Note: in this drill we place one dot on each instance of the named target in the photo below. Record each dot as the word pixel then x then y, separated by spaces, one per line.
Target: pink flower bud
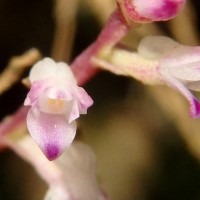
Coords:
pixel 143 11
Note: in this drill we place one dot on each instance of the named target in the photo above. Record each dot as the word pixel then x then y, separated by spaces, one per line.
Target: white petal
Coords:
pixel 47 68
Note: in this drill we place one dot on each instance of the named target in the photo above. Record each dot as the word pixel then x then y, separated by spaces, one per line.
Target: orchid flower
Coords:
pixel 160 60
pixel 55 103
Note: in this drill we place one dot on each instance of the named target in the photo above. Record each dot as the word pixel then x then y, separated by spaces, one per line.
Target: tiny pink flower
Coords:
pixel 150 10
pixel 178 66
pixel 56 102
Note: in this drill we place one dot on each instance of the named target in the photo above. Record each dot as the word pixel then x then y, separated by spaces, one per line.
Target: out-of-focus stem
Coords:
pixel 16 67
pixel 115 29
pixel 65 14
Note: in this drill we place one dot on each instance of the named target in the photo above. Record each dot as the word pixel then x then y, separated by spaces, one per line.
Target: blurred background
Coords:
pixel 146 145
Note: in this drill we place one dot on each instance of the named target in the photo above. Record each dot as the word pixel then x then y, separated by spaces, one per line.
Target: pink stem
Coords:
pixel 115 29
pixel 112 33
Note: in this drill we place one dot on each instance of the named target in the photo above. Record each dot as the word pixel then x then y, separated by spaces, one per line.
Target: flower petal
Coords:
pixel 36 89
pixel 195 85
pixel 84 100
pixel 47 68
pixel 50 131
pixel 177 85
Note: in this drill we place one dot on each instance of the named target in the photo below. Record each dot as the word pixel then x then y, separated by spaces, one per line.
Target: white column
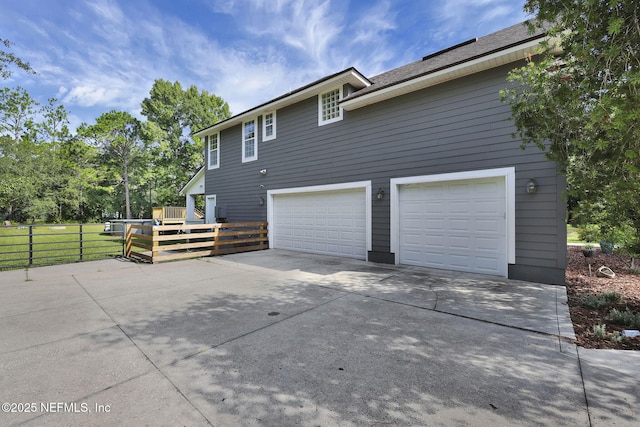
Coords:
pixel 191 204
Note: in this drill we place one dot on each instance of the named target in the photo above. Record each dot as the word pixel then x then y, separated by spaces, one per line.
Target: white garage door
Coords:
pixel 324 222
pixel 455 225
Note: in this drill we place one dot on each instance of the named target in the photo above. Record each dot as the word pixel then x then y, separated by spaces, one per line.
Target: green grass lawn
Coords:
pixel 55 244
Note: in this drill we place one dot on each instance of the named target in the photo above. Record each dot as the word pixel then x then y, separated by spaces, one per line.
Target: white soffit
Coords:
pixel 477 65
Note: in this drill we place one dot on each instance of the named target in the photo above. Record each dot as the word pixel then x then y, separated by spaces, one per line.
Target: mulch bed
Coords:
pixel 580 283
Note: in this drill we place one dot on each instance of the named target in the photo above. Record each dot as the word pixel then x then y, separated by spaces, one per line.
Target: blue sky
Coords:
pixel 99 55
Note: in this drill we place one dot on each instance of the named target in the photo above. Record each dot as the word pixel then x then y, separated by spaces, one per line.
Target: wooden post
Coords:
pixel 31 245
pixel 155 243
pixel 127 240
pixel 80 234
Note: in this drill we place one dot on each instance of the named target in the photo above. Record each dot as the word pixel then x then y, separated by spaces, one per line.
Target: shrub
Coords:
pixel 625 318
pixel 602 300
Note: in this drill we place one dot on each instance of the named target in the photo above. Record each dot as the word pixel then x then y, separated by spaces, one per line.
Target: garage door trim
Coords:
pixel 362 185
pixel 508 173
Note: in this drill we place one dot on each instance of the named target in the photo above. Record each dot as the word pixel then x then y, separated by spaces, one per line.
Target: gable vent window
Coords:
pixel 329 108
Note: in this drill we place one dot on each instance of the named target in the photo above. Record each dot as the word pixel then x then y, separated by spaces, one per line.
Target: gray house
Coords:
pixel 414 166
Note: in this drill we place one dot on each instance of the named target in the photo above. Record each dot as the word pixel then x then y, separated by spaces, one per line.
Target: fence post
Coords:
pixel 31 245
pixel 80 234
pixel 126 241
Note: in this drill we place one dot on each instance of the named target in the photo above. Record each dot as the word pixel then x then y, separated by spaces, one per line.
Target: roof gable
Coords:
pixel 475 55
pixel 472 56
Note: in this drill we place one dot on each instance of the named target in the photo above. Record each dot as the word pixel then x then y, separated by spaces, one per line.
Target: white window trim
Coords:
pixel 508 173
pixel 208 144
pixel 335 119
pixel 264 126
pixel 255 141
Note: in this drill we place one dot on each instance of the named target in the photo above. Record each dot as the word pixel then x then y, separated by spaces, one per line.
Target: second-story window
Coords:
pixel 329 110
pixel 269 126
pixel 213 143
pixel 249 141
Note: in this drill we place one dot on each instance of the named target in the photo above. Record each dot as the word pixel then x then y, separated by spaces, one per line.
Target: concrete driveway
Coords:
pixel 279 338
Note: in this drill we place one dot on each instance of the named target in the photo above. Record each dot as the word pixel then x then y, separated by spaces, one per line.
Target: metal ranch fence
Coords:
pixel 23 246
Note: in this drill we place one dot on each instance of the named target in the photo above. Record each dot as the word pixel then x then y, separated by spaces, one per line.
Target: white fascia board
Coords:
pixel 477 65
pixel 348 77
pixel 199 176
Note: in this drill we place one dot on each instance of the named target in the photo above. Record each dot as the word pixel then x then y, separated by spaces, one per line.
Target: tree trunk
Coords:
pixel 127 201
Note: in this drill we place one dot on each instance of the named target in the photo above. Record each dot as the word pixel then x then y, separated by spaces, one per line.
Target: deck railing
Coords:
pixel 170 214
pixel 160 243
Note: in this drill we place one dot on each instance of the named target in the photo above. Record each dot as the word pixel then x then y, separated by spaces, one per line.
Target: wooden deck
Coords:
pixel 161 243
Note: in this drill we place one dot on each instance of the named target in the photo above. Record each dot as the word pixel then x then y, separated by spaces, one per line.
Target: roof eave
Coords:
pixel 450 72
pixel 198 175
pixel 350 76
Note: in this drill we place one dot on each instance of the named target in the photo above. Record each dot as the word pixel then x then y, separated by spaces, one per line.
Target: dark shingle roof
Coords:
pixel 466 51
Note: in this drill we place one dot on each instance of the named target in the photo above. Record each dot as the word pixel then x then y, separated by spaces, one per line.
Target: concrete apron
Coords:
pixel 284 338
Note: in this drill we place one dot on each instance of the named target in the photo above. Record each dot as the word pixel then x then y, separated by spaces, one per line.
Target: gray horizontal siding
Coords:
pixel 456 126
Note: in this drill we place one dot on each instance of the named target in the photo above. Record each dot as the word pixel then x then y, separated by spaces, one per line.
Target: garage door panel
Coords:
pixel 327 222
pixel 459 225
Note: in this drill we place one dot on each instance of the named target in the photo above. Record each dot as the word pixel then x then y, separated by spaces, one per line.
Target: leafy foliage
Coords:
pixel 173 113
pixel 8 58
pixel 118 166
pixel 578 100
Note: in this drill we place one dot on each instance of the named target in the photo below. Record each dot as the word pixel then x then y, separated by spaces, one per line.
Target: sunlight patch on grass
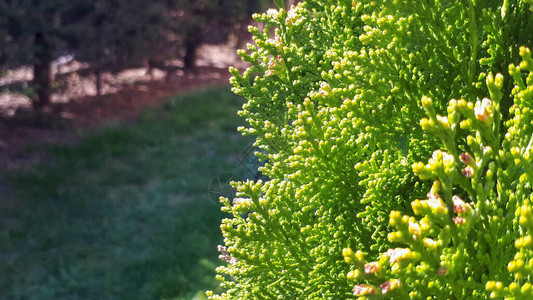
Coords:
pixel 125 214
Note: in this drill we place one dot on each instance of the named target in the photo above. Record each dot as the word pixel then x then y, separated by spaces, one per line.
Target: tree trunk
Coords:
pixel 191 45
pixel 42 73
pixel 98 79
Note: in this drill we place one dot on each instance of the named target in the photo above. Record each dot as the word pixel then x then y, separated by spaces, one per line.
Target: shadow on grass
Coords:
pixel 126 214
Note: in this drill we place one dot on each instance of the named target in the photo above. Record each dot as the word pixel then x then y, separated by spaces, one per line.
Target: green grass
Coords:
pixel 126 214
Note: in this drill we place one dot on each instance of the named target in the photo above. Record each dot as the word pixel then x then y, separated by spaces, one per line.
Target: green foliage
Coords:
pixel 336 91
pixel 125 214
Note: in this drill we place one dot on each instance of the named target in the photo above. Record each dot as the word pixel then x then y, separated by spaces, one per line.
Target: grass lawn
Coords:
pixel 126 214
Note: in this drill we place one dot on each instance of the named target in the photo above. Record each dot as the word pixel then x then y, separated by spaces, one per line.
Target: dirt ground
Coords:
pixel 76 108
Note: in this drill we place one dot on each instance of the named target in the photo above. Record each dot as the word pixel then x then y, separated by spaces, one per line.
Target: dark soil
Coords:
pixel 64 122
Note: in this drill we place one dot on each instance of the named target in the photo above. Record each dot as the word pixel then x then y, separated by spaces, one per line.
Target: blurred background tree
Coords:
pixel 111 35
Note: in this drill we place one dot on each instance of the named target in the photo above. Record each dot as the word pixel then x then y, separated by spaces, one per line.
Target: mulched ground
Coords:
pixel 66 121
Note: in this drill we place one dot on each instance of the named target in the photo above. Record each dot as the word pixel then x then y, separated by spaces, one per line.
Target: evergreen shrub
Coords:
pixel 397 140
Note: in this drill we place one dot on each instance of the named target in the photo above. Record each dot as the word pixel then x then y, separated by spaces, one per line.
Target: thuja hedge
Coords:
pixel 397 140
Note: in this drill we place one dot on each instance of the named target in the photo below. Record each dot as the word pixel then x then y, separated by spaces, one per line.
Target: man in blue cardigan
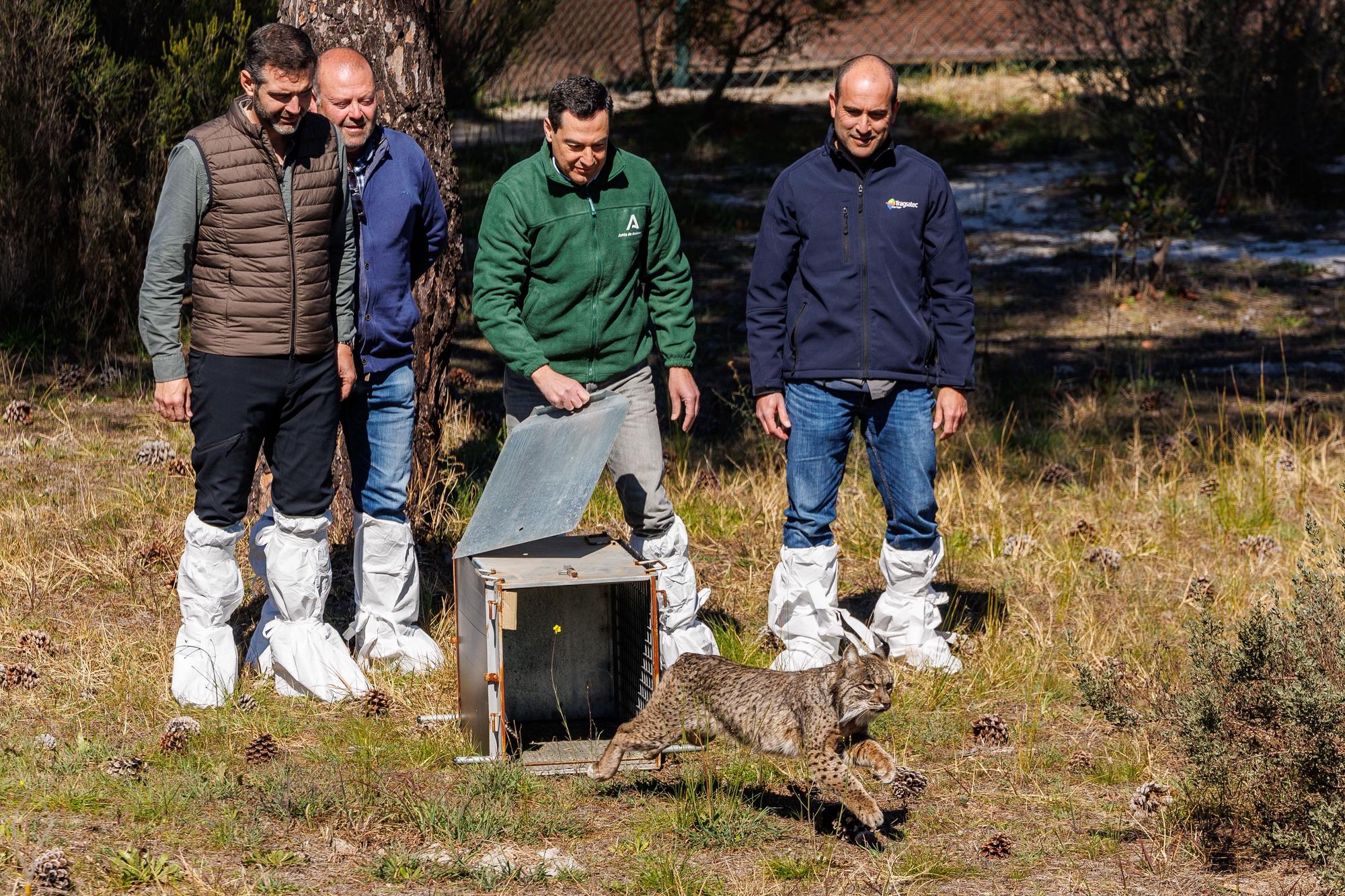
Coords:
pixel 401 231
pixel 860 310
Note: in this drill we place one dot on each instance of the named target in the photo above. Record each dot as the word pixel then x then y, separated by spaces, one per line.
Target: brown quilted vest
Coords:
pixel 264 286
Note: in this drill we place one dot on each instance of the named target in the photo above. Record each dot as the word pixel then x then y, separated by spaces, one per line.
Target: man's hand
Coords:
pixel 560 391
pixel 950 409
pixel 173 400
pixel 346 369
pixel 771 408
pixel 684 396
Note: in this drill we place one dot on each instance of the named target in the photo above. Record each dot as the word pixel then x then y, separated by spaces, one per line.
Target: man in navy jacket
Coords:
pixel 403 229
pixel 860 309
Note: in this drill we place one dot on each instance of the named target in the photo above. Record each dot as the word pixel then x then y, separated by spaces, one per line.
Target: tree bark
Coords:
pixel 400 38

□ □ □ □ □ □ □

--- ACTIVITY ---
Show every line from the entries above in which the word "blue" appears.

--- REPLY TO THE TASK ---
Target: blue sky
Target: man in blue cardigan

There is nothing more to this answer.